**TEXT SHOWN:**
But which lines from SF movies have reached mythic status? Which ones have truly made a permanent stain on our cultural fabric? In my search for the best, most indelible SF movie quotes ever, here were my criteria:
1) The quote had to be memorable.
2) It had to show staying power over the years.
3) And it had to be a line you and I might use in everyday life to punctuate our humdrum lives with irony, drama, and humor.
(Oh, and number 4: it had to appear in a SF movie, not TV show or book.)
In my humble opinion, here are the ten best. I expect you might quibble with my picks, but heck, that’s what these lists are all about. As I discovered (to paraphrase one famous phrase), the more I tightened my grip on this top ten list, the more quotes slipped through my fingers.
10) “Klaatu barada nikto” — The Day the Earth Stood Still
One of the most famous commands in all of science fiction. In the 1951 classic The Day the Earth Stood Still, “Klaatu barada nikto” are the three secret words Klaatu (Michael Rennie) passes on to Helen Benson (Patricia Neal); they’re a kind of failsafe code that keeps the robot Gort from destroying the Earth. Good to know. Memorization of this phrase should be required along with the Pledge of Allegiance, your Social Security number, and the Lord’s Prayer — just in case.
9) “I’m sorry, Dave. I’m afraid I can’t do that.” — 2001: A Space Odyssey
In the 1968 Stanley Kubrick film 2001: A Space Odyssey (based on the novel by Arthur C. Clarke), the super-smart HAL 9000 computer thinks that the humans might blow their mission to Jupiter. So, HAL begins to off the crew members one by one. When Dave Bowman heads out for a spacewalk to rescue his buddy, HAL locks him out. Hence, Bowman’s famous line: “Open the pod bay doors, HAL.” To which HAL replies, “I’m sorry, Dave. I’m afraid I can’t do that.” HAL’s passive monotone clinches this as the creepiest line ever said by a computer.

**WHAT NEEDS TO BE DONE:**
Carry the piece on the best science fiction movie quotes forward from where it stops. The data that comes next has no connection to the science fiction movie quotes piece.

**DATA SECTION:**

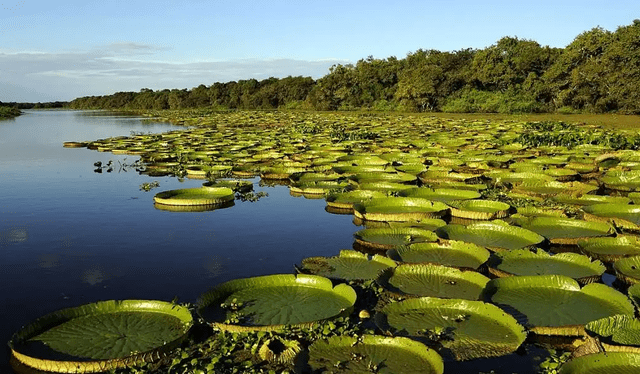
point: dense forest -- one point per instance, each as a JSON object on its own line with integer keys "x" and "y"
{"x": 598, "y": 72}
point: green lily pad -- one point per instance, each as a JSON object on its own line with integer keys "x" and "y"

**EXERCISE ANSWER:**
8) “I’ve seen things you people wouldn’t believe. Attack ships on fire off the shoulder of Orion. I watched C-beams glitter in the dark near the Tannhauser gate. All those moments will be lost in time… like tears in rain… Time to die.” — Blade Runner
Right before he dies, replicant Roy Batty (Rutger Hauer) waxes poetic to Decker (Harrison “Am I a replicant, too?” Ford) about his life’s adventures in one of most bittersweet lines ever said in SF. Then in rainy cyber-punk Los Angeles, circa 2019, a pigeon or dove flies off into a rare patch of blue sky, all to the dreamy score by Vangelis. Nary a geek in the house can escape with dry eyes.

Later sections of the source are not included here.